● Excerpt provided
Wednesday, March 24, 2010

Stance by China to Limit Google Is Risk by Beijing














BEIJING — This is a nation that builds dams, high-speed rail lines and skyscrapers with abandon. In newly muscular China, sheer force is not just an art, but a bedrock principle of its seemingly unstoppable rise to global prominence.

Who has more to lose in the showdown over Internet censorship?

Now China has tightened its grip on the much more variegated world of online information, effectively forcing Google Inc., the world’s premier information provider, to choose between submitting to Chinese censorship and leaving the world’s largest community of Internet users to its rivals. It chose to leave.

Google’s decision may not cause major problems for China right away, experts said. But in the longer run, they said, China’s intransigent stance on filtering the flow of information within its borders has the potential to weaken its links to the global economy.

It may also sully its image — promoted to its own people as well as to the international community — as an authoritarian country that is economically on the move, perhaps even more so than the sclerotic, democratic West.

“The Chinese are very serious about pushing their soft-power agenda,” Bill Bishop, a Beijing Internet entrepreneur and author of the technology blog Digicha, said Tuesday. “Google just put a big hole in that sales pitch, and I think they know that.”

China’s leaders appear fully aware of their dilemma. But at this stage in China’s history, and given the Communist Party’s determination to maintain absolute rule, they still put political control ahead of all other concerns.

“What does Google’s exit say? What it says publicly is what everyone deeply engaged in China knows privately,” Kenneth G. Lieberthal, a Brookings Institution scholar and former Clinton administration adviser on China, said in an interview.

● Rows
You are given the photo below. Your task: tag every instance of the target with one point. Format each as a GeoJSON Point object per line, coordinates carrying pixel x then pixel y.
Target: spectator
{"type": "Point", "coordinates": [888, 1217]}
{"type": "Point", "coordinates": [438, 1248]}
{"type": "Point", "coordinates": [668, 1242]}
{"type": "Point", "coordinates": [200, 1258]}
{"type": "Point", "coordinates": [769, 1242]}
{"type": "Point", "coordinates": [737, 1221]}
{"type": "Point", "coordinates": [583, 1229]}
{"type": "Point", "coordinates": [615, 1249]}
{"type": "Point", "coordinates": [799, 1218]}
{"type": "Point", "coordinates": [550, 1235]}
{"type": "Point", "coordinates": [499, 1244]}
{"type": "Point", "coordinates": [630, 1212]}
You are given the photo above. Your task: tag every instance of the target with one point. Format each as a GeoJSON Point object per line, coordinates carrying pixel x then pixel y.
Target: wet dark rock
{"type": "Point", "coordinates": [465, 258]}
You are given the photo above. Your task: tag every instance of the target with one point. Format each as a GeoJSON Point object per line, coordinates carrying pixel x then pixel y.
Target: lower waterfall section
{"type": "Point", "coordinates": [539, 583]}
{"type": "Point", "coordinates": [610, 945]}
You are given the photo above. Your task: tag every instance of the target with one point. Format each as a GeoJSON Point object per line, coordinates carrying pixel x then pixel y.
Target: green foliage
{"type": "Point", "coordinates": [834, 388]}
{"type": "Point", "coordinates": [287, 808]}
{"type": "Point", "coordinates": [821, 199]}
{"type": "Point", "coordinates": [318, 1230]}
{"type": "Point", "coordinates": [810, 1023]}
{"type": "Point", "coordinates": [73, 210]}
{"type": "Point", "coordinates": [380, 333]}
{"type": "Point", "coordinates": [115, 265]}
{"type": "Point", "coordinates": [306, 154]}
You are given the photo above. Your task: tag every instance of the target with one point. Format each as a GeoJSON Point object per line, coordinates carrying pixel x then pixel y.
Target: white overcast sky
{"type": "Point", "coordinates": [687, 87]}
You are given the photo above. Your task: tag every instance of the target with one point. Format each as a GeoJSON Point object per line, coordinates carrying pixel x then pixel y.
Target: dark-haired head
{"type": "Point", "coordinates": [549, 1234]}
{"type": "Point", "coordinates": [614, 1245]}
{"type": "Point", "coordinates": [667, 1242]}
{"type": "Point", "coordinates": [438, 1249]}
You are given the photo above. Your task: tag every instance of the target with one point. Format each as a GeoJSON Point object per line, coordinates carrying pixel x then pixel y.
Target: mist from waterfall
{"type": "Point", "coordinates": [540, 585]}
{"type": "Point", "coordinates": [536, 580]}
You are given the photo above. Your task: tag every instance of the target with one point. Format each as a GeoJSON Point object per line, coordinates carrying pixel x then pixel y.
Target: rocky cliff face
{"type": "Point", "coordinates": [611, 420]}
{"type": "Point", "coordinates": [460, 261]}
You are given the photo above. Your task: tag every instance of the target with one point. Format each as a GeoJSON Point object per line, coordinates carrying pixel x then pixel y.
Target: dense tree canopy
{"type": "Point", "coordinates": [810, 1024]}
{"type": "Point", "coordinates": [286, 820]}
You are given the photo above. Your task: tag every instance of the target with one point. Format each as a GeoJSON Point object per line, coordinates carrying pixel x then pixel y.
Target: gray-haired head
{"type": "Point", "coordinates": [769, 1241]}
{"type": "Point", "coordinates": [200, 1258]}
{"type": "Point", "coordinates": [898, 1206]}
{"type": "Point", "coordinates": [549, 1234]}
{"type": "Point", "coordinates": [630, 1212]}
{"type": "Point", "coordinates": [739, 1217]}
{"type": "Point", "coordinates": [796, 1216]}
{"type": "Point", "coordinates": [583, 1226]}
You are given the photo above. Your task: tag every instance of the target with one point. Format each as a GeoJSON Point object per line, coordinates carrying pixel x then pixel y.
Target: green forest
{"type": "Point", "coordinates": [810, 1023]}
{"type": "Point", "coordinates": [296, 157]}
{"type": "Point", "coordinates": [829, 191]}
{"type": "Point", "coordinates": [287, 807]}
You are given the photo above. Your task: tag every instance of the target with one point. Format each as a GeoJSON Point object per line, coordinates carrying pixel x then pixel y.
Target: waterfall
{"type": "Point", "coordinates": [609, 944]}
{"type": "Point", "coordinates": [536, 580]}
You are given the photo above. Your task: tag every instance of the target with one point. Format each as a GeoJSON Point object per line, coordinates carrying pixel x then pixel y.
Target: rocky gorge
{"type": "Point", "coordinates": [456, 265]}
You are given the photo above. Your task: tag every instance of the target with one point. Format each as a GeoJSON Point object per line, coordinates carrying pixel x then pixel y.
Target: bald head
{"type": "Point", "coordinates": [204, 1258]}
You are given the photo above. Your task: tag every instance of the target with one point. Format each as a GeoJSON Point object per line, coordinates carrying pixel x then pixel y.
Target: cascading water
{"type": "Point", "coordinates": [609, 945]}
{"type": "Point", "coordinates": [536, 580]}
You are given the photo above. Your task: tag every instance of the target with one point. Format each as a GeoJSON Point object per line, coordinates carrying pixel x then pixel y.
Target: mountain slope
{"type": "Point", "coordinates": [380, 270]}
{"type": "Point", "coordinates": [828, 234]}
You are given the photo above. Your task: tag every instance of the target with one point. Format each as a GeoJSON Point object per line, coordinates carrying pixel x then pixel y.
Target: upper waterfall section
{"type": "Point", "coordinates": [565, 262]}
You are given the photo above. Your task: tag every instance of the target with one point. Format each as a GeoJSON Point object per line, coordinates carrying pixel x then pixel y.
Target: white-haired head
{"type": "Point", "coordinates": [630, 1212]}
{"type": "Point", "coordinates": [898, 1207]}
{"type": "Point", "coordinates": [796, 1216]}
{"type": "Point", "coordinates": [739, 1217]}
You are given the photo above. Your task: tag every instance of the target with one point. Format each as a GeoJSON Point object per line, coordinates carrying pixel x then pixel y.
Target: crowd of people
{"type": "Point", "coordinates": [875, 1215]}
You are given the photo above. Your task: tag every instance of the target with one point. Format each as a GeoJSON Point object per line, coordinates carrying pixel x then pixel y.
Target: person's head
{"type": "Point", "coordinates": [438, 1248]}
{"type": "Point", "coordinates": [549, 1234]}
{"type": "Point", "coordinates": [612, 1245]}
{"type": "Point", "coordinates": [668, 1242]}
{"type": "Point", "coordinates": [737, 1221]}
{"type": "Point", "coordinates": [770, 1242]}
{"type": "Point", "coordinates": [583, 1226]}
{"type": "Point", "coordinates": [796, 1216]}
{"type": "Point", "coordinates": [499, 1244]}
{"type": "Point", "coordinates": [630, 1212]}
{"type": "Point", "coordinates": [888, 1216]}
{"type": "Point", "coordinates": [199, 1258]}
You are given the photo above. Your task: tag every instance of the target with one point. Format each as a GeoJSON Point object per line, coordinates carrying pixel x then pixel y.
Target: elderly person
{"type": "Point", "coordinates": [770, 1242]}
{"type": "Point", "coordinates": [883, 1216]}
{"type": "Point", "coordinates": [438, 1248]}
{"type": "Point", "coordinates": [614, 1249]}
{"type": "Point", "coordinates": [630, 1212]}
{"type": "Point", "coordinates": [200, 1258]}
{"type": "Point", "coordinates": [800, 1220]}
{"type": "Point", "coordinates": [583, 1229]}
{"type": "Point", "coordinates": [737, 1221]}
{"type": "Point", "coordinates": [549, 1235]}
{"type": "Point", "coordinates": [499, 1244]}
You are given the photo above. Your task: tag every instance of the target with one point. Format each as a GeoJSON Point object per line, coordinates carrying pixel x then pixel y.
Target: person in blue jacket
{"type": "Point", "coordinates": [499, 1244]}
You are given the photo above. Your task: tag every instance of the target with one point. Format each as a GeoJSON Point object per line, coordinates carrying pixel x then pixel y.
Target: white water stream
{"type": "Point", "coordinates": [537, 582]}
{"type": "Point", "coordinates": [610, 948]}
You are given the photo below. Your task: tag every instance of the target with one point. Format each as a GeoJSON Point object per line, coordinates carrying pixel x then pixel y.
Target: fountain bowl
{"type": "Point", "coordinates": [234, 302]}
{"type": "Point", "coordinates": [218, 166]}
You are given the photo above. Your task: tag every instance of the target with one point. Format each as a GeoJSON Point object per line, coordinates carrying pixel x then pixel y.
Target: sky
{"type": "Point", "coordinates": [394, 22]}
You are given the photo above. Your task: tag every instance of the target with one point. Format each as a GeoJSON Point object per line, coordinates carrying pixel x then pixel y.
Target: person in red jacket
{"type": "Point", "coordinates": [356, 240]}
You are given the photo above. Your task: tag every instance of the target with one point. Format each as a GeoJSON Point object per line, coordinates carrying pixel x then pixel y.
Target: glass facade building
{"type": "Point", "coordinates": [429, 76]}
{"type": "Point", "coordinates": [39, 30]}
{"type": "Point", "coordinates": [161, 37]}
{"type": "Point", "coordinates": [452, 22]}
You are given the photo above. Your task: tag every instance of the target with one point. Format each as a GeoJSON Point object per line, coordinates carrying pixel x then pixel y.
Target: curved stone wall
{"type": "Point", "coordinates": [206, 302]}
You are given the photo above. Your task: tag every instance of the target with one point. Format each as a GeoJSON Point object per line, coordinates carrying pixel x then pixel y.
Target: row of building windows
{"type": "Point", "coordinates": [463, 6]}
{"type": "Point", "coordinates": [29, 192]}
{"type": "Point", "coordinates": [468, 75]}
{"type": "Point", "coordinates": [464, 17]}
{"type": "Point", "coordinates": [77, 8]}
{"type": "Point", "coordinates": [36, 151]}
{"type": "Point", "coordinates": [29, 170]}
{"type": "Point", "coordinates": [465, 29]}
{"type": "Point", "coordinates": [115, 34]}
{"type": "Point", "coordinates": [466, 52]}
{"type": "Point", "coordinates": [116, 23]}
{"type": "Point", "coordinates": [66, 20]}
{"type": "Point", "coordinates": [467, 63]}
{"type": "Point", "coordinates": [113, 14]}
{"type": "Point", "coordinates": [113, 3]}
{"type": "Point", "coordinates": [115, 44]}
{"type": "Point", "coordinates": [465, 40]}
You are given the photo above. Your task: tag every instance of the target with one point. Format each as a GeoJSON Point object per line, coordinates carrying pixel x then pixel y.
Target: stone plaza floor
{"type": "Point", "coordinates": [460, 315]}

● Work to do
1 - Decide whether each statement agrees with the article on China and Google, answering yes or no and quoting the words from the article that settle it: (a) Google chose to leave China. (b) Experts said Google's decision would cause major problems for China right away. (c) Bill Bishop is a Beijing Internet entrepreneur.
2 - Answer these questions from the article on China and Google:
(a) What is the name of the technology blog Bill Bishop writes?
(b) What institution is Kenneth G. Lieberthal a scholar at?
(c) On what day did Bill Bishop make his comment?
3 - Copy a passage from the article on China and Google word for word, beginning at the words "BEIJING — This" and stopping after "over Internet censorship?".

● Task results
1 -
(a) Yes: "It chose to leave."
(b) No: "Google’s decision may not cause major problems for China right away, experts said."
(c) Yes: "Bill Bishop, a Beijing Internet entrepreneur and author of the technology blog Digicha"

2 -
(a) Digicha
(b) The Brookings Institution
(c) Tuesday

3 -
BEIJING — This is a nation that builds dams, high-speed rail lines and skyscrapers with abandon. In newly muscular China, sheer force is not just an art, but a bedrock principle of its seemingly unstoppable rise to global prominence.

Who has more to lose in the showdown over Internet censorship?